:: Exercise aim ::
The required output is every record, reproduced exactly.

:: Records for processing ::
---+---
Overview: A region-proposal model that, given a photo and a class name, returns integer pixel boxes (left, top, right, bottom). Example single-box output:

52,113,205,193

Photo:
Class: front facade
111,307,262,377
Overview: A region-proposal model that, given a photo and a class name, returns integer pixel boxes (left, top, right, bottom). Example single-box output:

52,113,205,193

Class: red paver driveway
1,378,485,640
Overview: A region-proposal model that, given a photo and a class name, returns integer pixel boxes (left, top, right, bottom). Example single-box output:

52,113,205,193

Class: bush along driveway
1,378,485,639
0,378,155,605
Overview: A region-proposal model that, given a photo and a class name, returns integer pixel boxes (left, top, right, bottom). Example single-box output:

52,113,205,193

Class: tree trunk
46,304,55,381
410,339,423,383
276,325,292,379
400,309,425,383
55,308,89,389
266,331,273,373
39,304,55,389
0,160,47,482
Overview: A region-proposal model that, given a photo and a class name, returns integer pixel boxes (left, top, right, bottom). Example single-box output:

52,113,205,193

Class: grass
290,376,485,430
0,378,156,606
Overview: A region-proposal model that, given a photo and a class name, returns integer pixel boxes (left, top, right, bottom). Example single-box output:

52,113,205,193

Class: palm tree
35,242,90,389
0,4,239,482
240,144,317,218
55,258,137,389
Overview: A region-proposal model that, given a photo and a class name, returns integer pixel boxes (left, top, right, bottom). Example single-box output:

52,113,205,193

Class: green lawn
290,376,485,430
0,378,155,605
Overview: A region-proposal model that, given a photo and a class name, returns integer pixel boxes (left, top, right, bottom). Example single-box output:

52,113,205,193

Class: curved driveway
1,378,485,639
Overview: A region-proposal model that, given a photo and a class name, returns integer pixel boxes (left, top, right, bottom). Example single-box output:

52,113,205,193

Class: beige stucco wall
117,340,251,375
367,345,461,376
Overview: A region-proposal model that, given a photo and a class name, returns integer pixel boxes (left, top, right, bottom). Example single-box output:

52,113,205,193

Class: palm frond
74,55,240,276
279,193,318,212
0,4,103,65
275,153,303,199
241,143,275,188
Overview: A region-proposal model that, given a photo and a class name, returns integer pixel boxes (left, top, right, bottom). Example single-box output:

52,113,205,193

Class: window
---+---
:: Output for this exercise ::
Overview: A region-proposal model that, given a photo and a class name, returns integer pixel boxes (left, top, right, bottom). Example single-box output:

52,113,205,193

Photo:
Class: front facade
111,307,262,377
Overview: A region-proposal model that, given a photo and a class name, returns integer pixel boxes (left, top, right, bottom). Example single-box output:

52,113,205,193

Class: red paver driveway
1,378,485,640
Overview: A region-proposal model that, given a photo and a class name, returns integer pixel boxes (left, top, right, bottom). Example single-box output:

52,113,205,193

Class: bush along driveway
1,378,485,639
0,378,155,605
Overview: A region-proposal model that, given a photo and a class name, returns integer pixel boxes (left, top, right, bottom). Example single-box output:

52,113,205,193

Class: tree trunk
46,304,55,381
410,339,423,383
276,325,292,379
400,309,425,383
55,308,89,389
266,331,273,373
39,304,55,389
0,160,47,482
Overview: A region-proposal model that, given a photo and a class name, returns integer pixel boxes (left, top, right, bottom). Example single-box output:

52,113,205,193

Class: grass
290,376,485,430
0,378,156,606
Overview: A region-proposal model that, given a photo and a class name, returns integer pixel boxes (left, top, right, bottom). Example single-box output:

52,113,205,193

Class: palm tree
35,242,90,389
0,4,239,482
240,144,317,218
55,258,137,389
Overview: A region-proposal model that, given a photo and a class name, returns integer pixel boxes (left, top, right, bottom). Example single-box output:

52,113,205,193

Class: green lawn
290,376,485,430
0,378,155,605
Overview: A region-proposal model that, given a photo and a class name, returns integer pixel boxes (left, top, right, bottom). Example single-box output:

52,113,205,193

Class: curved driveway
1,378,485,639
Overview: A region-proposal model that, given a photo and a class name, returns integer pixel boxes (left, top, right, bottom). Example single-box output:

52,113,205,193

Class: beige stucco wall
117,340,251,375
367,345,461,376
Overview: A region-proposal model that, given a photo and a class name, returns integer pixel boxes (left, top, right, bottom). Example single-box output:

52,113,205,193

Class: palm frond
74,55,240,276
279,193,318,212
0,4,103,65
275,153,303,199
241,143,275,188
Overview: A region-proposal model that, given a photo and a class name, returns integer pixel boxes (left, top, right, bottom). Example single-box output:

52,113,205,193

Class: window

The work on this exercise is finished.